### [Directive a]
Name every symptom of the car's electrical trouble that the blog post below describes.

### [Text section]
━━━━━━━━━━
Thursday, November 15, 2007

You ever get in one of THOSE moods....

Yeah, there's not good reason for it, I'm just in a bad mood. The problem is that I'm not coming out of it. It has been about a week now, and I am firmly lodged in a slump.

I'm several weeks away from the end of my last true semester of classes for my Masters (one independent study and one thesis to go after this). There are two major projects that I need to finish in that time, and I just can't bring myself to get motivated to do them. As usual, I will pull them outta my rear end in the last minute and turn in a sub standard project. Given the quality (or lack thereof) of my program, I'll probably still get a decent grade, but I'm not sure that should be the point of a graduate program. I would like to do more than "just get by".

One of my vehicles just went into the shop tonight for an electrical problem (Hey Don, how's that banner coming). I've had a check engine light on for a few months and occasionally, the gauges just die (the car continues to run fine). Sometimes, the car won't start if you turn the key, but if you wait long enough, the aux. power eventually kicks in and then the car starts just fine. I'm afraid this is going to be one of those "Well let's try replacing THIS and see if it fixes it. Oh, that didn't work, well bring it back in and we'll try fixing THAT and see if it fixes it". I really don't want it to become one of those progressively more and more expensive repairs. The car just really isn't worth that much.
━━━━━━━━━━
### [Material]
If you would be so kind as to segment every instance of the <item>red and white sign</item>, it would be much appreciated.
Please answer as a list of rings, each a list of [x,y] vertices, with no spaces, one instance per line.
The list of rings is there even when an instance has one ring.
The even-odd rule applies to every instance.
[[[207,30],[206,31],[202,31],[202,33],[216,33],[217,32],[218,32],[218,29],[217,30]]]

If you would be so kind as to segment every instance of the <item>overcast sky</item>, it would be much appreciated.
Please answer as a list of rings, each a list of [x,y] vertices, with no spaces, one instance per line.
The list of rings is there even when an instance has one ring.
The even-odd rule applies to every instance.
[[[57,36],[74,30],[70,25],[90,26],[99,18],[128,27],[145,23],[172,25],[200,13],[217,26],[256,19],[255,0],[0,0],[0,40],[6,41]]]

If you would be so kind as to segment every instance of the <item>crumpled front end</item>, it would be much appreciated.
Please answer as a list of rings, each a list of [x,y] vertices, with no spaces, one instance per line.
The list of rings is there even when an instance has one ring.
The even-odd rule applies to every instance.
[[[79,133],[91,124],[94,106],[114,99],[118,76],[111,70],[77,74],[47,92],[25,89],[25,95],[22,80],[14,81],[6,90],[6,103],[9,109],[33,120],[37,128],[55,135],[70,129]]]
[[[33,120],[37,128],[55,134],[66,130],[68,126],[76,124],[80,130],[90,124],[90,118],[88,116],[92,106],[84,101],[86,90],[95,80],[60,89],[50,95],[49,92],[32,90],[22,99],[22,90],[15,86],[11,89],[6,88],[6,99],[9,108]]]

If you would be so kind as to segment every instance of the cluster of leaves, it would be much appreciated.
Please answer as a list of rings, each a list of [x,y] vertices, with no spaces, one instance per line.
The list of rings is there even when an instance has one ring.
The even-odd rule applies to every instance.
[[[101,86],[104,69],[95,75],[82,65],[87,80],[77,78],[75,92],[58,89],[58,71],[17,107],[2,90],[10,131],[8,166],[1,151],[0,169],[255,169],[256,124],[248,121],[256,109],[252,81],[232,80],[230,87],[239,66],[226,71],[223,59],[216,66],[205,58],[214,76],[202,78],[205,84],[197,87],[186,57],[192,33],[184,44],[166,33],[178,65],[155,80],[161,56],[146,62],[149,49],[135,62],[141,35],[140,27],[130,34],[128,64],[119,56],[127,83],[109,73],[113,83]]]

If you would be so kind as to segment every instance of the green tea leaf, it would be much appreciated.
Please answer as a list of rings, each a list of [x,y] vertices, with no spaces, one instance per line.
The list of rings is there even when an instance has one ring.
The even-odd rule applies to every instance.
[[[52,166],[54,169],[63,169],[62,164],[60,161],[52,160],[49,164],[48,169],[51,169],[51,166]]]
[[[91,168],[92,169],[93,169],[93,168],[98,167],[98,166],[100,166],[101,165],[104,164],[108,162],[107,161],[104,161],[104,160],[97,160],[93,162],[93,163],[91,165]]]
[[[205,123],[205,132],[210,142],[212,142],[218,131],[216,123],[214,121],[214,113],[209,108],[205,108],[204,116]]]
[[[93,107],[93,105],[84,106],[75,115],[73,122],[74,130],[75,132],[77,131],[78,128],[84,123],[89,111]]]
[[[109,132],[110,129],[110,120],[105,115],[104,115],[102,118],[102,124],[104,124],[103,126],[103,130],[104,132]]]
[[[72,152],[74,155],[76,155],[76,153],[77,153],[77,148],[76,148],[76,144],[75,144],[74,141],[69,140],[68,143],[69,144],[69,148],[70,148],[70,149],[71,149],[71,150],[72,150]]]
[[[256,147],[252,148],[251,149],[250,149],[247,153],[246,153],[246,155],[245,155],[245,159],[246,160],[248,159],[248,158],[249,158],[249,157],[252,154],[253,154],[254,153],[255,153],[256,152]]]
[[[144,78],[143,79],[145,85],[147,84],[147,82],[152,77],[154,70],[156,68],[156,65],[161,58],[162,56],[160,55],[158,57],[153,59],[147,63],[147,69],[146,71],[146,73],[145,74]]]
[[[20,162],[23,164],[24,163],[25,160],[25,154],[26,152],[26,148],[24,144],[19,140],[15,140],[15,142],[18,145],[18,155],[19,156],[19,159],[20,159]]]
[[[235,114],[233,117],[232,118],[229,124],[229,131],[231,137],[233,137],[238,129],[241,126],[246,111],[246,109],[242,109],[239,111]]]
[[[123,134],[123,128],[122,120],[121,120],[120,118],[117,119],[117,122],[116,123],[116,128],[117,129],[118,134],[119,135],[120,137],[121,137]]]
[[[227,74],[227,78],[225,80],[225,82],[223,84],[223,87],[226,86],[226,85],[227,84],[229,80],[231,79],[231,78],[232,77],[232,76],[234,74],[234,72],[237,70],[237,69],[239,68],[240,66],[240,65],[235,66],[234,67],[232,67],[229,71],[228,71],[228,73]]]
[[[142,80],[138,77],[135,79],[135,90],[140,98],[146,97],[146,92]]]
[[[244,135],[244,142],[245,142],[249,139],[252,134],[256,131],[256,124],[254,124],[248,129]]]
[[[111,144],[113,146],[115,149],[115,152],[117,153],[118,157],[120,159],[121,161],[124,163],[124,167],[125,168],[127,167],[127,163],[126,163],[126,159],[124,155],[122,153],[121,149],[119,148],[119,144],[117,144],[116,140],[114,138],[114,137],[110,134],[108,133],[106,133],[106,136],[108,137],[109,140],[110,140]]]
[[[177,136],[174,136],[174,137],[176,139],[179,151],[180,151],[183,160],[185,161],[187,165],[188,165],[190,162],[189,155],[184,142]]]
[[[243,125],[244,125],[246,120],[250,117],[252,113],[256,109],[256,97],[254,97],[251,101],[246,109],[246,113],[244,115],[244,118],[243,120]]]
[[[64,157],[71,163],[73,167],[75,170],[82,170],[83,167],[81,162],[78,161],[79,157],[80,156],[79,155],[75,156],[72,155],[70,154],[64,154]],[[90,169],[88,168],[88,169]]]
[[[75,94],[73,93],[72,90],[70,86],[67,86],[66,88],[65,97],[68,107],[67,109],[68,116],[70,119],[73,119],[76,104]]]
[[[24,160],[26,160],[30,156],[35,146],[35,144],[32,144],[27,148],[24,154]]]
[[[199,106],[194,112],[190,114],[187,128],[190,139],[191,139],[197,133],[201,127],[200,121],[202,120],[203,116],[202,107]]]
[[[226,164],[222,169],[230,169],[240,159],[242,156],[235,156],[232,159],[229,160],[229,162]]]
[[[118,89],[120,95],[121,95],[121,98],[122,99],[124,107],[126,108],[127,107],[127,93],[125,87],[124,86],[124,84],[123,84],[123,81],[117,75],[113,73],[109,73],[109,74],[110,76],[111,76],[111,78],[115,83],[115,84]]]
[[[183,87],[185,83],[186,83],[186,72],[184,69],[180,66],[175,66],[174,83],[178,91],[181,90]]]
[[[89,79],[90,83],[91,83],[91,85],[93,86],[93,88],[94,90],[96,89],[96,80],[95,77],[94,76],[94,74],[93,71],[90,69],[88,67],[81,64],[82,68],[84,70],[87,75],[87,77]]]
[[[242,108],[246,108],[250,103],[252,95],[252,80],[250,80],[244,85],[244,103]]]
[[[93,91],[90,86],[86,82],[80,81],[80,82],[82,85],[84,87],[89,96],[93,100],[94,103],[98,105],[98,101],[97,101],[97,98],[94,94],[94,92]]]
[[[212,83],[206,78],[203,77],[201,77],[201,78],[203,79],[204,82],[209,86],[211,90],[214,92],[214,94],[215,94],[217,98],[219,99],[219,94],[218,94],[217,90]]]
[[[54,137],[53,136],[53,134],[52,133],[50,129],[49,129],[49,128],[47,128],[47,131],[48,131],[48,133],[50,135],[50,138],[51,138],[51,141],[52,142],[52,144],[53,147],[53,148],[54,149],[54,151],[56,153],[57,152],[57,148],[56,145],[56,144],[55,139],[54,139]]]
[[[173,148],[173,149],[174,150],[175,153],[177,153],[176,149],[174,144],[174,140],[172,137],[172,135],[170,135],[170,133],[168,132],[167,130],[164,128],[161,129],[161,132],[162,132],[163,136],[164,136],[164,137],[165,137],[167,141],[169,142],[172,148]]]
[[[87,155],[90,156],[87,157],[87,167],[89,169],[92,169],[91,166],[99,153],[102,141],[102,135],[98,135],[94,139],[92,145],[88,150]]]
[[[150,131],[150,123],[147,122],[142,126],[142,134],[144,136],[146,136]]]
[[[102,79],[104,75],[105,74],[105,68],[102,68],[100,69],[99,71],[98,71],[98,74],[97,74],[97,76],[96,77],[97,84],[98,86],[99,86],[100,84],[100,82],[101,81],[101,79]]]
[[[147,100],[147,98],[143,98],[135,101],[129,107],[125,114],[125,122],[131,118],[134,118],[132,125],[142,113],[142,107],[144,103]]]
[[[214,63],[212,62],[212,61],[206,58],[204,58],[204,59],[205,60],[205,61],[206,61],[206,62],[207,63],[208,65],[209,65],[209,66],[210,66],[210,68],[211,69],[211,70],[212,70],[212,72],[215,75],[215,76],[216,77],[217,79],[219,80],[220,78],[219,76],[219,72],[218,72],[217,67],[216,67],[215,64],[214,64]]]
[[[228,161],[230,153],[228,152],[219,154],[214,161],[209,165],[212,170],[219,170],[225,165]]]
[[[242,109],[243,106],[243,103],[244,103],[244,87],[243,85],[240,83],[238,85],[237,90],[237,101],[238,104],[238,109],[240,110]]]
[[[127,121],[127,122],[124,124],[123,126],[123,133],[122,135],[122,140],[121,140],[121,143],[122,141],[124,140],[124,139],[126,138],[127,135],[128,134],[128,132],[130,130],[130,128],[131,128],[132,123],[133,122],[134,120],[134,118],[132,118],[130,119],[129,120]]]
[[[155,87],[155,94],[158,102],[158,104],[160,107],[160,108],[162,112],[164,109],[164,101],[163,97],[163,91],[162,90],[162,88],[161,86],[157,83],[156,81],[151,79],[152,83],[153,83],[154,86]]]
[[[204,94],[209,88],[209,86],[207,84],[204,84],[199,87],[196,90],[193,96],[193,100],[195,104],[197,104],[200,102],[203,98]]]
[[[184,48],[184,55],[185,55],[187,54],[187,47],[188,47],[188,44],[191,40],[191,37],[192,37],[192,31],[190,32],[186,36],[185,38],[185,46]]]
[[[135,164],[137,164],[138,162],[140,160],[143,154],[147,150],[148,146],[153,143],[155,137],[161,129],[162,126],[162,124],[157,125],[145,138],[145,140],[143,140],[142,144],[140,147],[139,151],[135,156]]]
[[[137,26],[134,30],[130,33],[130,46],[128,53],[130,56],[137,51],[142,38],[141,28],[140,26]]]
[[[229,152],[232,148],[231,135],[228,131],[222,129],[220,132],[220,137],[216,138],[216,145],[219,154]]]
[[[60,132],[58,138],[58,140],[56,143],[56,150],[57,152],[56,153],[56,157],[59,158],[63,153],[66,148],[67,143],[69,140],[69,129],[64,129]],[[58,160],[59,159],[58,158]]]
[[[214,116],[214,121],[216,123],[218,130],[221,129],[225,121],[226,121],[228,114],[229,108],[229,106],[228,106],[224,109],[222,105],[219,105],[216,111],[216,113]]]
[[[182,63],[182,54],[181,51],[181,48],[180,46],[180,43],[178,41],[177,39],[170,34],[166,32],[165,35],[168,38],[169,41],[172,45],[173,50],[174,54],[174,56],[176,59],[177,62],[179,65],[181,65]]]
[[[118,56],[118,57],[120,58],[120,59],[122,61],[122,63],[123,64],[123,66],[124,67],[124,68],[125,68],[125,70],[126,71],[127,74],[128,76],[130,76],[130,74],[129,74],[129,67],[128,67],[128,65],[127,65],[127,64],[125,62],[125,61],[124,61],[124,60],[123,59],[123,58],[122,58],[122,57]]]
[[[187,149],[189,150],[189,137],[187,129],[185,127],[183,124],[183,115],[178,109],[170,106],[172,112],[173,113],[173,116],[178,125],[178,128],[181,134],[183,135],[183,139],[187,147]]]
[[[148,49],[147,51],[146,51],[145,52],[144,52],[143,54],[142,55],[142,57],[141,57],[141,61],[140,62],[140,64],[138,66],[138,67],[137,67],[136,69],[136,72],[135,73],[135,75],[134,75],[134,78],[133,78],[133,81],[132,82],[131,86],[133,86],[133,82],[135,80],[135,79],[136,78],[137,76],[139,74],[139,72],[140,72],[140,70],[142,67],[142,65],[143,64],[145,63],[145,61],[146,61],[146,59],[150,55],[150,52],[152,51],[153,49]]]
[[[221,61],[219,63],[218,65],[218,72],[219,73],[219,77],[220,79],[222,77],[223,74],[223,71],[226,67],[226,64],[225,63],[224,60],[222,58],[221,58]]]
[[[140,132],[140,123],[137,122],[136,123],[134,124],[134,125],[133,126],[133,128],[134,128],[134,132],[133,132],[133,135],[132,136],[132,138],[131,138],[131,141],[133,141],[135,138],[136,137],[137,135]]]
━━━━━━━━━━
### [Directive b]
In the listing above, how many lines contain the word "much"? Give only the number.

### [Full response a]
- A check engine light has been on for a few months.
- Occasionally the gauges die, though the car keeps running fine.
- Sometimes the car won't start when the key is turned, but after waiting long enough the auxiliary power kicks in and it starts.

### [Full response b]
5